----- Exercise material

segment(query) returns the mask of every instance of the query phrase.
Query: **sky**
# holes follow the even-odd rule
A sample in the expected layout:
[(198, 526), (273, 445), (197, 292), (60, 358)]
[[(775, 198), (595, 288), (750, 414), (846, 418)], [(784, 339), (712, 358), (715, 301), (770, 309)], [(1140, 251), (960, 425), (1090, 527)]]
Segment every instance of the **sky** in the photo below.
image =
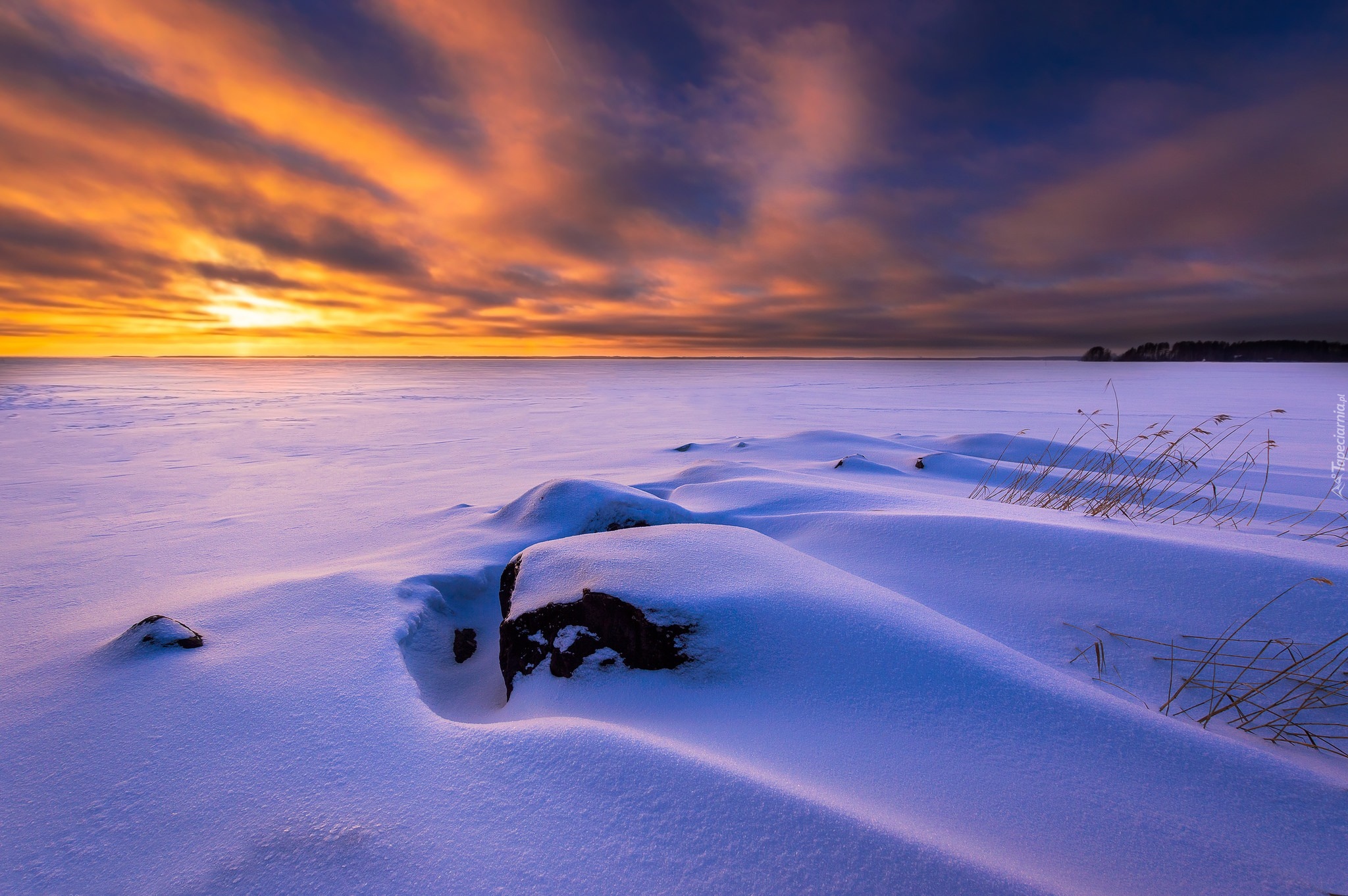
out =
[(1345, 50), (1316, 0), (0, 0), (0, 353), (1348, 340)]

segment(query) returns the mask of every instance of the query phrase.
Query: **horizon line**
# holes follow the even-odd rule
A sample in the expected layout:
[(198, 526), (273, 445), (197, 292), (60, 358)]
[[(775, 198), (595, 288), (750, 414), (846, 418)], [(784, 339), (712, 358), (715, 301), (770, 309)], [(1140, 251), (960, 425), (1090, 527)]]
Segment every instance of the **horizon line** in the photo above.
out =
[(1078, 354), (0, 354), (0, 361), (1080, 361)]

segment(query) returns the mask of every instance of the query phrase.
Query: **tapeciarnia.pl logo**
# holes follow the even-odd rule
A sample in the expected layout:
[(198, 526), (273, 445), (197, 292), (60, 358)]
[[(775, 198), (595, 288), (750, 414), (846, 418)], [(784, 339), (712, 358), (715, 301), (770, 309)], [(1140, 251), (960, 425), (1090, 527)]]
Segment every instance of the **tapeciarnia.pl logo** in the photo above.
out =
[(1344, 496), (1344, 400), (1339, 395), (1339, 404), (1335, 406), (1335, 462), (1329, 465), (1329, 474), (1335, 480), (1333, 492), (1339, 497)]

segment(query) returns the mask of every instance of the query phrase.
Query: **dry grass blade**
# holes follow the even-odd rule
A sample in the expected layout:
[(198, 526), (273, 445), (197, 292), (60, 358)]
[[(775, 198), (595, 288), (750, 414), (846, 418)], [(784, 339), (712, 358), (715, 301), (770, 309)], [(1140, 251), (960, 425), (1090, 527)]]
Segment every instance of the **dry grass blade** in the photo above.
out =
[[(1286, 637), (1236, 637), (1278, 600), (1306, 583), (1333, 585), (1314, 575), (1266, 601), (1217, 636), (1174, 641), (1119, 635), (1167, 648), (1153, 659), (1169, 663), (1170, 684), (1159, 711), (1193, 718), (1206, 726), (1216, 719), (1273, 742), (1301, 744), (1348, 757), (1348, 632), (1324, 644)], [(1178, 679), (1178, 680), (1177, 680)]]
[[(1282, 408), (1246, 420), (1217, 414), (1188, 428), (1170, 418), (1124, 437), (1117, 392), (1113, 397), (1115, 423), (1100, 422), (1100, 411), (1077, 410), (1081, 423), (1065, 442), (1054, 433), (1035, 454), (1012, 463), (1007, 455), (1024, 430), (1018, 433), (969, 497), (1134, 521), (1232, 528), (1256, 521), (1277, 442), (1267, 428), (1260, 439), (1254, 424), (1285, 414)], [(1330, 538), (1348, 546), (1348, 512), (1330, 515), (1324, 504), (1294, 515), (1279, 535)]]

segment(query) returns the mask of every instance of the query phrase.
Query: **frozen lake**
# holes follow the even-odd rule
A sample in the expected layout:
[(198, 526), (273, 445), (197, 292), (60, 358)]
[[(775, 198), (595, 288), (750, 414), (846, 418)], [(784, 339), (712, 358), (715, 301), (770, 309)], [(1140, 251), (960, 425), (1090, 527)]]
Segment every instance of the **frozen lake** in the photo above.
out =
[[(5, 360), (0, 752), (11, 759), (0, 772), (0, 889), (356, 892), (353, 881), (360, 892), (1348, 887), (1341, 853), (1324, 854), (1348, 831), (1348, 776), (1337, 760), (1286, 746), (1283, 755), (1143, 713), (1069, 666), (1078, 645), (1062, 640), (1070, 635), (1064, 621), (1169, 637), (1192, 620), (1178, 610), (1205, 601), (1212, 613), (1198, 613), (1202, 624), (1220, 629), (1270, 589), (1317, 574), (1336, 582), (1332, 594), (1316, 598), (1329, 602), (1308, 605), (1286, 624), (1309, 627), (1298, 636), (1328, 639), (1341, 631), (1333, 625), (1348, 627), (1335, 609), (1345, 594), (1348, 551), (968, 501), (964, 468), (931, 465), (930, 480), (913, 473), (914, 457), (954, 445), (944, 437), (1062, 438), (1077, 428), (1078, 408), (1107, 408), (1113, 419), (1111, 380), (1124, 431), (1170, 416), (1190, 424), (1219, 412), (1244, 418), (1283, 408), (1267, 422), (1279, 481), (1293, 484), (1279, 488), (1294, 499), (1329, 488), (1335, 403), (1348, 391), (1341, 365)], [(790, 438), (813, 430), (832, 434)], [(673, 450), (687, 443), (696, 450)], [(863, 453), (869, 468), (847, 481), (828, 478), (834, 461)], [(1038, 701), (1058, 693), (1058, 679), (1068, 682), (1070, 697), (1062, 699), (1070, 706), (1054, 713), (1099, 713), (1093, 724), (1115, 740), (1045, 734), (1023, 755), (1011, 750), (1006, 767), (1022, 771), (1004, 779), (985, 767), (984, 753), (967, 776), (956, 775), (962, 783), (952, 796), (941, 777), (953, 773), (949, 765), (894, 765), (875, 759), (886, 750), (867, 752), (867, 737), (894, 744), (907, 736), (886, 728), (892, 722), (883, 701), (860, 721), (821, 709), (814, 722), (802, 722), (779, 718), (747, 691), (717, 691), (714, 699), (690, 691), (685, 703), (666, 691), (584, 691), (590, 684), (576, 679), (584, 691), (577, 697), (582, 691), (557, 690), (572, 680), (535, 675), (510, 705), (515, 710), (489, 701), (470, 706), (456, 689), (487, 687), (495, 672), (460, 686), (454, 666), (445, 667), (449, 678), (439, 678), (434, 658), (417, 666), (415, 651), (425, 647), (418, 627), (433, 631), (437, 618), (457, 618), (458, 610), (448, 586), (446, 610), (408, 582), (477, 577), (493, 590), (516, 551), (592, 531), (539, 523), (566, 519), (565, 507), (546, 500), (543, 516), (520, 511), (532, 523), (483, 528), (491, 511), (558, 477), (643, 485), (656, 496), (650, 500), (674, 505), (674, 516), (652, 523), (762, 534), (754, 538), (764, 544), (732, 539), (725, 550), (739, 554), (724, 562), (760, 558), (764, 582), (799, 577), (834, 594), (864, 581), (861, 591), (910, 597), (934, 613), (875, 622), (894, 627), (892, 644), (917, 639), (933, 656), (968, 655), (968, 668), (981, 670), (969, 672), (969, 687), (1007, 699)], [(603, 509), (609, 500), (585, 492), (562, 504), (599, 501)], [(891, 528), (875, 528), (876, 520)], [(950, 538), (936, 539), (937, 531)], [(673, 562), (721, 550), (697, 532), (667, 538), (623, 542), (599, 559), (563, 552), (547, 561), (561, 570), (554, 585), (570, 587), (574, 563), (647, 569), (640, 551), (663, 551), (661, 562)], [(798, 556), (816, 566), (798, 567)], [(671, 581), (690, 575), (705, 585), (700, 573), (669, 569)], [(834, 573), (859, 578), (834, 581)], [(1201, 583), (1217, 578), (1223, 587)], [(958, 581), (971, 585), (952, 587)], [(763, 600), (779, 600), (763, 587)], [(1086, 600), (1088, 591), (1096, 596)], [(1096, 600), (1101, 593), (1112, 597)], [(690, 606), (718, 618), (723, 597), (708, 591)], [(495, 606), (495, 597), (483, 600)], [(140, 667), (90, 659), (152, 613), (201, 627), (206, 648)], [(1018, 663), (1022, 671), (1004, 672), (1020, 670)], [(872, 690), (888, 686), (875, 675)], [(1151, 686), (1144, 670), (1138, 675), (1139, 687)], [(809, 687), (832, 694), (834, 683)], [(648, 713), (665, 699), (674, 709)], [(789, 690), (782, 699), (790, 702)], [(829, 705), (838, 701), (847, 698)], [(506, 714), (497, 719), (497, 711)], [(851, 745), (832, 744), (825, 732), (790, 746), (786, 736), (704, 729), (690, 721), (698, 713), (763, 713), (762, 730), (876, 728)], [(996, 724), (1014, 726), (1015, 713)], [(1239, 790), (1239, 775), (1252, 775), (1252, 795), (1232, 804), (1228, 821), (1204, 814), (1209, 798), (1148, 804), (1150, 760), (1130, 760), (1124, 750), (1097, 781), (1100, 791), (1131, 794), (1111, 803), (1086, 783), (1093, 763), (1074, 763), (1113, 755), (1117, 732), (1132, 725), (1136, 736), (1124, 740), (1135, 740), (1130, 749), (1139, 756), (1180, 757), (1155, 772), (1166, 787), (1178, 787), (1186, 768), (1211, 765), (1229, 776), (1213, 772), (1209, 787)], [(999, 749), (995, 740), (971, 750)], [(1035, 756), (1061, 759), (1061, 792), (1046, 796), (1045, 784), (1031, 781), (1024, 769)], [(832, 767), (830, 757), (851, 771)], [(993, 792), (1011, 795), (1012, 827), (1058, 834), (1022, 837), (980, 815), (977, 806)], [(1289, 812), (1309, 812), (1302, 830), (1314, 833), (1279, 834), (1251, 853), (1242, 826), (1277, 829), (1283, 803)], [(1117, 830), (1076, 830), (1081, 807), (1115, 812)], [(1119, 815), (1134, 810), (1132, 821)], [(1146, 821), (1151, 814), (1159, 821)], [(1165, 831), (1180, 827), (1189, 833), (1167, 841)], [(1108, 858), (1124, 849), (1144, 849), (1155, 861), (1138, 869)], [(1072, 870), (1078, 862), (1080, 876)], [(1228, 870), (1213, 872), (1212, 862)]]

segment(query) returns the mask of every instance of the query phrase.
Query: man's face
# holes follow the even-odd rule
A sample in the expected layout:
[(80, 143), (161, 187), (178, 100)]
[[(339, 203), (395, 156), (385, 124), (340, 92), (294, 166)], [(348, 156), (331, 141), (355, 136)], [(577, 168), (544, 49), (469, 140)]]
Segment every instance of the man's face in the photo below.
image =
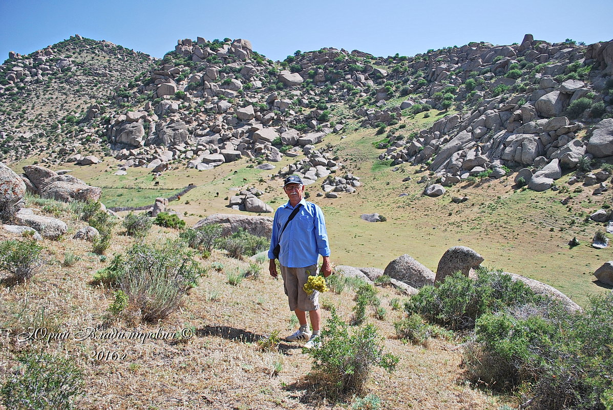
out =
[(305, 191), (305, 186), (300, 184), (287, 184), (283, 187), (283, 190), (290, 200), (300, 202), (302, 199), (302, 194)]

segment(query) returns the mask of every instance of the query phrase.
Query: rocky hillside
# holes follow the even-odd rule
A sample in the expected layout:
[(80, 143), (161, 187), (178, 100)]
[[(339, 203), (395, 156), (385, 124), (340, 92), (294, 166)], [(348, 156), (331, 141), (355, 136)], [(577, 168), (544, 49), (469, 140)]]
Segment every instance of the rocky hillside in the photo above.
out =
[[(64, 42), (73, 51), (89, 52), (108, 44), (80, 38)], [(145, 56), (109, 47), (129, 54), (123, 56), (133, 69), (150, 64)], [(44, 72), (20, 77), (28, 71), (20, 65), (34, 61), (42, 70), (44, 55), (52, 49), (29, 59), (12, 56), (2, 66), (4, 82), (10, 84), (4, 88), (5, 99), (15, 87), (34, 93)], [(58, 59), (53, 70), (70, 64)], [(79, 68), (72, 67), (110, 75), (86, 67), (85, 59)], [(432, 182), (449, 186), (471, 175), (500, 177), (510, 169), (529, 167), (530, 175), (522, 174), (525, 183), (542, 191), (586, 155), (588, 161), (613, 155), (611, 120), (593, 126), (613, 112), (612, 71), (612, 42), (550, 44), (530, 34), (521, 44), (470, 43), (412, 57), (324, 48), (297, 51), (277, 63), (246, 40), (180, 40), (148, 70), (124, 86), (107, 88), (109, 99), (91, 101), (86, 111), (82, 105), (82, 111), (55, 123), (54, 135), (64, 139), (47, 147), (44, 161), (78, 161), (99, 147), (126, 167), (205, 170), (245, 156), (275, 162), (305, 147), (309, 154), (330, 133), (374, 127), (382, 135), (378, 146), (385, 150), (380, 159), (424, 164), (436, 174)], [(73, 72), (64, 80), (76, 81)], [(414, 116), (433, 109), (446, 115), (430, 127), (411, 129)], [(34, 122), (36, 106), (24, 110), (27, 118), (17, 124)], [(58, 129), (67, 123), (72, 126), (67, 131)], [(5, 135), (10, 142), (5, 142), (7, 159), (31, 152), (23, 134), (19, 142), (12, 141), (16, 134), (10, 131)], [(322, 154), (316, 151), (306, 166), (280, 173), (297, 172), (309, 179), (311, 171), (316, 180), (341, 165), (332, 158), (317, 164), (314, 156)]]
[[(89, 149), (100, 140), (89, 121), (104, 111), (118, 88), (133, 85), (148, 72), (153, 61), (78, 34), (28, 55), (9, 53), (0, 66), (2, 159), (51, 154), (63, 146)], [(96, 104), (97, 112), (88, 109)]]

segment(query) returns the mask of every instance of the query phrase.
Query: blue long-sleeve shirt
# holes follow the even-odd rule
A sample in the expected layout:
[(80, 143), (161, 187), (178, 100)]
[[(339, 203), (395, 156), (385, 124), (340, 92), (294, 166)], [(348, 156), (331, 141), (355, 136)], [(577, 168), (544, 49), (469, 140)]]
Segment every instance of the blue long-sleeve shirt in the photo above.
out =
[[(300, 203), (302, 204), (300, 210), (287, 224), (281, 235), (279, 263), (289, 268), (304, 268), (316, 265), (319, 255), (330, 256), (324, 213), (319, 207), (313, 202), (307, 202), (303, 198)], [(268, 259), (275, 259), (272, 250), (276, 246), (279, 232), (294, 209), (288, 201), (279, 207), (275, 213)]]

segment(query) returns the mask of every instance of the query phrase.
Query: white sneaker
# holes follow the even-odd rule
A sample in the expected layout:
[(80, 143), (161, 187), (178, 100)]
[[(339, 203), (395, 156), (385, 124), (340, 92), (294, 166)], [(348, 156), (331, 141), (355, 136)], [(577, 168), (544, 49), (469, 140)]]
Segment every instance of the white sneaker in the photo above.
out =
[(287, 341), (296, 341), (297, 340), (308, 340), (311, 337), (311, 332), (308, 331), (308, 329), (306, 330), (302, 330), (298, 329), (293, 333), (285, 338), (285, 340)]
[(313, 347), (321, 347), (321, 340), (319, 339), (319, 335), (313, 335), (311, 336), (311, 338), (308, 340), (308, 341), (305, 343), (305, 349), (313, 349)]

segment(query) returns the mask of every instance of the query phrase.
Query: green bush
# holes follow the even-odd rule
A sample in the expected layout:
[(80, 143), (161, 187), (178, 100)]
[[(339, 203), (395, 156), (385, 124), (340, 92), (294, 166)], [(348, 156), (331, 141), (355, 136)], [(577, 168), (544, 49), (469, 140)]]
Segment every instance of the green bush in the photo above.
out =
[(326, 286), (331, 292), (340, 295), (345, 288), (345, 276), (340, 273), (330, 275), (326, 278)]
[(151, 229), (153, 222), (150, 218), (144, 213), (135, 214), (129, 213), (123, 219), (123, 227), (126, 229), (126, 233), (131, 237), (144, 238)]
[(356, 397), (351, 404), (352, 410), (380, 410), (381, 408), (381, 400), (374, 394)]
[(568, 106), (566, 114), (571, 118), (579, 118), (585, 110), (592, 107), (592, 100), (585, 97), (578, 98)]
[(330, 110), (324, 110), (319, 116), (317, 117), (317, 120), (322, 122), (326, 122), (330, 120)]
[(190, 248), (210, 252), (213, 249), (215, 240), (221, 236), (222, 231), (221, 225), (211, 224), (196, 229), (183, 230), (179, 233), (179, 237), (187, 241)]
[(180, 240), (160, 246), (134, 245), (125, 259), (119, 279), (121, 290), (148, 322), (164, 319), (178, 308), (188, 289), (204, 273)]
[(506, 77), (508, 78), (514, 78), (514, 79), (519, 78), (519, 77), (522, 77), (522, 70), (517, 69), (514, 70), (509, 70), (509, 71), (508, 71), (506, 74), (504, 74), (504, 77)]
[(128, 295), (123, 290), (115, 290), (113, 292), (115, 300), (107, 309), (113, 314), (118, 314), (121, 311), (128, 307)]
[(583, 311), (552, 305), (484, 315), (466, 360), (471, 376), (504, 390), (521, 385), (531, 410), (604, 409), (613, 387), (612, 314), (609, 292)]
[(0, 242), (0, 268), (11, 279), (21, 281), (33, 276), (42, 265), (43, 247), (35, 239)]
[(493, 97), (498, 97), (501, 94), (506, 93), (507, 90), (511, 88), (508, 85), (505, 85), (504, 84), (498, 84), (494, 89), (492, 90), (492, 96)]
[(251, 278), (252, 279), (257, 279), (260, 276), (260, 273), (262, 273), (262, 267), (260, 266), (259, 264), (256, 264), (254, 262), (249, 262), (249, 267), (243, 270), (242, 275), (245, 278)]
[(376, 311), (381, 305), (381, 299), (377, 297), (377, 290), (368, 283), (362, 283), (356, 292), (356, 306), (353, 308), (352, 325), (359, 325), (366, 319), (366, 308), (370, 306)]
[(75, 254), (74, 252), (69, 251), (64, 254), (64, 261), (62, 262), (62, 266), (64, 267), (73, 267), (80, 260), (80, 256), (78, 256), (78, 255)]
[(228, 283), (232, 286), (238, 286), (243, 281), (245, 276), (240, 272), (229, 272), (226, 275), (228, 279)]
[(99, 255), (103, 255), (111, 246), (113, 227), (115, 222), (111, 216), (104, 211), (98, 211), (89, 220), (89, 225), (96, 228), (100, 233), (94, 238), (92, 251)]
[(168, 212), (160, 212), (156, 217), (153, 223), (160, 226), (164, 226), (167, 228), (174, 228), (175, 229), (183, 229), (185, 227), (185, 221), (181, 219), (174, 213)]
[(472, 91), (476, 86), (477, 83), (473, 78), (468, 78), (464, 82), (464, 86), (466, 87), (466, 91)]
[(521, 281), (514, 282), (508, 275), (482, 269), (476, 280), (458, 272), (447, 276), (438, 287), (422, 287), (405, 304), (405, 310), (451, 330), (463, 330), (473, 328), (476, 319), (485, 313), (546, 302)]
[(74, 201), (70, 203), (70, 206), (75, 213), (79, 214), (82, 221), (89, 222), (96, 213), (100, 211), (101, 204), (99, 202), (81, 202)]
[(395, 370), (398, 358), (384, 353), (383, 339), (372, 324), (350, 332), (333, 308), (321, 331), (321, 346), (311, 349), (313, 368), (324, 375), (329, 390), (337, 395), (363, 391), (373, 366)]
[(270, 242), (265, 238), (251, 235), (243, 229), (215, 241), (216, 248), (227, 251), (231, 257), (237, 259), (242, 259), (243, 256), (253, 256), (267, 249), (269, 245)]
[(83, 392), (83, 373), (72, 359), (43, 351), (20, 353), (15, 371), (7, 373), (0, 395), (12, 410), (69, 410)]
[(602, 101), (598, 101), (592, 105), (592, 108), (590, 110), (590, 116), (592, 118), (600, 118), (606, 112), (604, 103)]
[(121, 254), (116, 254), (111, 263), (106, 268), (97, 270), (94, 274), (93, 283), (100, 283), (107, 286), (117, 286), (123, 276), (126, 260)]

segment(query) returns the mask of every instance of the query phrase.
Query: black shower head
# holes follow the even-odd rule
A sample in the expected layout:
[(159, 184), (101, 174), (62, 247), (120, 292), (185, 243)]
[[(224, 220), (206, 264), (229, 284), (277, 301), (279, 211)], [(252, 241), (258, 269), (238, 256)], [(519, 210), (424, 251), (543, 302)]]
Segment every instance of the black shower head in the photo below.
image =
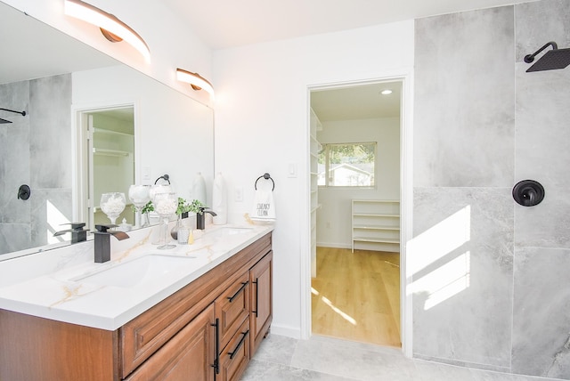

----------

What to do —
Retype the rows from their first line through the line containing "[(1345, 50), (1316, 0), (0, 0), (0, 353), (1348, 340)]", inclusive, and leave the pictures out of your answer.

Final result —
segment(query) returns the mask of every instance of the query phrase.
Query: **sky**
# holes follow the even-odd rule
A sample in the expected layout:
[(198, 526), (273, 445), (197, 292), (60, 358)]
[[(775, 198), (595, 288), (750, 414), (846, 418)], [(784, 339), (712, 358), (715, 301), (770, 309)], [(1140, 251), (960, 425), (1090, 527)]]
Segment every instance of the **sky** in the photo below.
image =
out =
[(1345, 50), (1316, 0), (0, 0), (0, 353), (1348, 340)]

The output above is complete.